(Stored data)
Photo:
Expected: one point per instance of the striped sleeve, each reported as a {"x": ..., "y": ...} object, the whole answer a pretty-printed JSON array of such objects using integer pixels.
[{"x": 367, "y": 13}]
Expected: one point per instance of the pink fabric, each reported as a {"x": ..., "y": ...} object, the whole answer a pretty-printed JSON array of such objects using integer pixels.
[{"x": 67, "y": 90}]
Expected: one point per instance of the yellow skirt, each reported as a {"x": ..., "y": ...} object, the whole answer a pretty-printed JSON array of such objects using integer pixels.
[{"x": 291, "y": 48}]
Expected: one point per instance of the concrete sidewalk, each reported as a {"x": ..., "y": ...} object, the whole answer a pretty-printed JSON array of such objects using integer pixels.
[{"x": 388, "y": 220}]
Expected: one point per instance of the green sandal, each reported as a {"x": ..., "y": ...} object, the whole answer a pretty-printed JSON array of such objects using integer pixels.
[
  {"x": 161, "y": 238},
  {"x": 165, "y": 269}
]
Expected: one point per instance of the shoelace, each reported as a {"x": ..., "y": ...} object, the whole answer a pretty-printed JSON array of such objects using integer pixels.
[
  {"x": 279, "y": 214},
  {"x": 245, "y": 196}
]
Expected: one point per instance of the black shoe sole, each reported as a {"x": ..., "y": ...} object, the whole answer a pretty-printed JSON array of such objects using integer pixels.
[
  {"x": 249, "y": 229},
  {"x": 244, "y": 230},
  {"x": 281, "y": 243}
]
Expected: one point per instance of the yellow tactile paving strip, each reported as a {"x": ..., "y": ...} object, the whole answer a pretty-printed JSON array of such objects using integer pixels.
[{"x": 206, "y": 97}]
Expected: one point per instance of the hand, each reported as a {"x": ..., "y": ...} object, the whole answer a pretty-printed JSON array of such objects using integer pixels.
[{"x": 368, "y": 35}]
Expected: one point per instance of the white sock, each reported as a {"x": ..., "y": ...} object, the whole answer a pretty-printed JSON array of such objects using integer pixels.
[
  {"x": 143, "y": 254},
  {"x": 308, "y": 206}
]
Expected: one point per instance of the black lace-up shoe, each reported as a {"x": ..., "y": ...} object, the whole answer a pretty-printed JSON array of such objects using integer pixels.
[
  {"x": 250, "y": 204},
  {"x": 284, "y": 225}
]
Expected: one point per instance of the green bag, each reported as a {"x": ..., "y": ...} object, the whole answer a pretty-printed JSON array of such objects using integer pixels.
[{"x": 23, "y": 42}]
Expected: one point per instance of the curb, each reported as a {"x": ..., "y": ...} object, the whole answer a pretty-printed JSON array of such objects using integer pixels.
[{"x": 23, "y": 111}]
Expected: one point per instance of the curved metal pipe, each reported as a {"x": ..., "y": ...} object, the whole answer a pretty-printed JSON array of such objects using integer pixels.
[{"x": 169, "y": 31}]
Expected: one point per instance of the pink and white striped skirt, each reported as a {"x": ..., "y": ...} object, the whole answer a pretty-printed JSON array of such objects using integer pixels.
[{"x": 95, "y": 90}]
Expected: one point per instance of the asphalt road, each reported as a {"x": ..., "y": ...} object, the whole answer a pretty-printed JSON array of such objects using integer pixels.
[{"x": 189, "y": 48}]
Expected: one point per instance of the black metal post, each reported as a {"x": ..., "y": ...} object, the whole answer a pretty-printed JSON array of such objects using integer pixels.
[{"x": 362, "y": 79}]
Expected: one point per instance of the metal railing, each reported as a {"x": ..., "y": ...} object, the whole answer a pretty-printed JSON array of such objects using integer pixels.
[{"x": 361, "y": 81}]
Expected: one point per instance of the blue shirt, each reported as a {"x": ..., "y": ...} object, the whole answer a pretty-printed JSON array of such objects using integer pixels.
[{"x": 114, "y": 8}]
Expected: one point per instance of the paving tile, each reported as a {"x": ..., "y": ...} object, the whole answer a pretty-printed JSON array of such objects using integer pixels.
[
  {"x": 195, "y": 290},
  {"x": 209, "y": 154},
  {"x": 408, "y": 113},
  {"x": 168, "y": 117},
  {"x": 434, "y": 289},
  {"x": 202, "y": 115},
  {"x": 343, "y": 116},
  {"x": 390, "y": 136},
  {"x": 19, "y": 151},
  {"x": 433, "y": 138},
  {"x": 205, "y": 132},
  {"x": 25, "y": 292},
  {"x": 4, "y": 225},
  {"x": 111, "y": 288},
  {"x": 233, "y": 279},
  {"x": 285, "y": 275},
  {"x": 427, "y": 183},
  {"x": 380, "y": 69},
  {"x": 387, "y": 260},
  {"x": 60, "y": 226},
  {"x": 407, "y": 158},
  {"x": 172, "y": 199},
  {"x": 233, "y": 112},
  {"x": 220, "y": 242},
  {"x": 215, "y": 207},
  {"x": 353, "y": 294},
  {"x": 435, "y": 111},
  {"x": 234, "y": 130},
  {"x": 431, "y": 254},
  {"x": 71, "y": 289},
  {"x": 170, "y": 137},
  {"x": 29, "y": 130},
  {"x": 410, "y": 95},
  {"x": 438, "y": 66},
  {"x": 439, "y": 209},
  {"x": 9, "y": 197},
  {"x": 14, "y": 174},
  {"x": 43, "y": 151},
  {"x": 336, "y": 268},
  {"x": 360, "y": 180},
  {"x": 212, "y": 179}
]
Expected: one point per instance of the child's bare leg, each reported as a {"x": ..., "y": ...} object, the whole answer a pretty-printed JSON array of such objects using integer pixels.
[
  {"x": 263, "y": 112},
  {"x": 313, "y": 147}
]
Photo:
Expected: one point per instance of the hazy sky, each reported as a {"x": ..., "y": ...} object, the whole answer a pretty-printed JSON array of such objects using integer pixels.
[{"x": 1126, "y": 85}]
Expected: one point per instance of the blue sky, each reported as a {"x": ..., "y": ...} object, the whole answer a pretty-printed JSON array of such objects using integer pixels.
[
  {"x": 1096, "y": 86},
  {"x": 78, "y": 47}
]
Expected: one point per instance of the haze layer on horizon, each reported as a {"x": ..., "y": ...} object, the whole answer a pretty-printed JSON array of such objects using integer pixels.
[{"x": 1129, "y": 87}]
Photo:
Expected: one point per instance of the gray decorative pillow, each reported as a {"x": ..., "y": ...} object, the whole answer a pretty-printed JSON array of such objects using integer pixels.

■ **ACTIVITY**:
Until the last line is reached, keep transcribing the data exactly.

■ **TASK OUTPUT**:
Photo:
Expected: one point per instance of the striped sleeve, each reported as a {"x": ..., "y": ...} object, the whole answer a pretty-printed JSON array of such objects using integer pixels.
[{"x": 367, "y": 13}]
Expected: one point per instance of the pink fabric, each reported as a {"x": ..., "y": ...} object, the whole answer a pretty-printed JSON array of such objects using integer pixels.
[{"x": 67, "y": 90}]
Expected: one point per instance of the yellow skirt, each reported as a {"x": ..., "y": ...} object, the whole answer a pretty-printed JSON array of such objects using integer pixels.
[{"x": 291, "y": 48}]
Expected: one point per instance of the concrete sidewalk, each reported as a {"x": ..., "y": ...} object, the whole answer a pretty-printed JSON array of such objects using integer pixels.
[{"x": 388, "y": 220}]
Expected: one point per instance of the green sandal, each reported as a {"x": ..., "y": ...} object, the whole answer a pretty-printed JSON array of such objects using integer pixels.
[
  {"x": 161, "y": 238},
  {"x": 165, "y": 269}
]
Expected: one point per instance of the shoelace, each reported as a {"x": ..., "y": ...} object, the whole answer a pretty-printed JSON array of such objects using integer pixels.
[
  {"x": 279, "y": 214},
  {"x": 245, "y": 196}
]
Expected: one point per instance of the black shoe sole, each reported as a {"x": ..., "y": ...} object, the whole answer a pretty-printed JSON array of such objects using integer pixels.
[
  {"x": 249, "y": 229},
  {"x": 244, "y": 230},
  {"x": 281, "y": 243}
]
Expected: one point per instance of the yellow tactile paving strip, each reported as a {"x": ..., "y": ...} object, the whole answer a pretty-printed JSON array of such objects using integer pixels.
[{"x": 206, "y": 97}]
Expected: one point per instance of the hand, each reported as a {"x": ..., "y": ...} object, the whole answer a pretty-printed JSON array of such objects using integer pixels.
[{"x": 368, "y": 35}]
Expected: one point per instance of the white sock, each reported as a {"x": ..., "y": ...} object, the whole answer a pretty-printed JSON array of such objects using integer pixels.
[
  {"x": 143, "y": 254},
  {"x": 308, "y": 206}
]
Expected: one point per instance of the black lace-up shoe, each reported as a {"x": ..., "y": ...} object, the whole answer a pretty-printed JSON array of such objects using integer pixels.
[
  {"x": 250, "y": 204},
  {"x": 284, "y": 225}
]
Expected: one point per instance of the green bag, each reported as a {"x": ..., "y": ...} object, the whole answer a pretty-printed JSON array of such objects using integer pixels.
[{"x": 23, "y": 42}]
Expected: one point per instance of the curb, each reported as a {"x": ..., "y": ...} object, the whole answer a pretty-printed JSON array of such objects using integer pixels.
[{"x": 23, "y": 111}]
Expected: one point per instance of the curved metal pipe, each reported as a {"x": ..., "y": ...} object, the whole answer a pretty-printed JSON array of such objects using integer pixels.
[{"x": 169, "y": 31}]
Expected: one point per instance of the pink and white striped skirt, each reported as a {"x": ..., "y": ...} object, the whole answer a pretty-printed JSON array of such objects using integer pixels.
[{"x": 95, "y": 90}]
Expected: one point per instance of the asphalt road, each reported as a {"x": ..., "y": ...} object, the whole answer a pretty-printed JSON array of such objects using integer pixels.
[{"x": 189, "y": 48}]
Expected: one point per instance of the black metal post, each reported as a {"x": ..., "y": ...} object, the whole answer a pretty-printed JSON array of such objects using integer pixels.
[{"x": 362, "y": 79}]
Expected: one point per instance of the metal railing, each reported as a {"x": ..., "y": ...} object, the whole answer a pretty-printed JSON array of such objects using integer pixels.
[{"x": 361, "y": 81}]
Expected: one point per instance of the blue shirt, each reported as a {"x": ..., "y": ...} object, the whole answer a pretty-printed JSON array of such objects using integer pixels.
[{"x": 114, "y": 8}]
Expected: one point per instance of the paving tile, each reported as a {"x": ..., "y": ...} object, the whole answer a pretty-printed JSON array of such objects using integer pixels.
[
  {"x": 195, "y": 290},
  {"x": 209, "y": 154},
  {"x": 408, "y": 113},
  {"x": 168, "y": 117},
  {"x": 434, "y": 289},
  {"x": 202, "y": 115},
  {"x": 343, "y": 116},
  {"x": 390, "y": 136},
  {"x": 19, "y": 151},
  {"x": 433, "y": 138},
  {"x": 205, "y": 132},
  {"x": 25, "y": 292},
  {"x": 4, "y": 225},
  {"x": 111, "y": 288},
  {"x": 233, "y": 279},
  {"x": 285, "y": 275},
  {"x": 427, "y": 183},
  {"x": 380, "y": 69},
  {"x": 387, "y": 260},
  {"x": 60, "y": 226},
  {"x": 407, "y": 158},
  {"x": 172, "y": 199},
  {"x": 233, "y": 112},
  {"x": 220, "y": 242},
  {"x": 215, "y": 207},
  {"x": 353, "y": 294},
  {"x": 435, "y": 111},
  {"x": 234, "y": 130},
  {"x": 431, "y": 254},
  {"x": 71, "y": 289},
  {"x": 170, "y": 137},
  {"x": 29, "y": 130},
  {"x": 410, "y": 95},
  {"x": 438, "y": 66},
  {"x": 439, "y": 209},
  {"x": 9, "y": 197},
  {"x": 14, "y": 174},
  {"x": 43, "y": 151},
  {"x": 336, "y": 268},
  {"x": 360, "y": 180},
  {"x": 212, "y": 179}
]
Expected: one point per instance of the child's bare leg, each reported as a {"x": ..., "y": ...} object, the whole answer a pretty-printed JSON array of such objects using integer pixels.
[
  {"x": 263, "y": 112},
  {"x": 313, "y": 147}
]
Photo:
Expected: one point per instance of the hazy sky, each reported as a {"x": ..., "y": ...} object, the whole answer a pretty-printed JSON array of such objects using integer pixels.
[{"x": 1126, "y": 85}]
Expected: one point per instance of the blue sky, each reported as a {"x": ..., "y": ...} object, the whole answer a pretty-printed JSON array of such objects using integer pixels.
[
  {"x": 1096, "y": 86},
  {"x": 78, "y": 47}
]
Expected: one point per instance of the haze layer on horizon, each reported as a {"x": ..., "y": ...} object, the whole answer a pretty-printed JSON array of such objects using integer pixels.
[{"x": 1129, "y": 87}]
Photo:
Expected: one point per instance of the gray decorative pillow, each reported as a {"x": ..., "y": ...} object, the whole answer a pretty-printed JSON array of such objects using integer pixels.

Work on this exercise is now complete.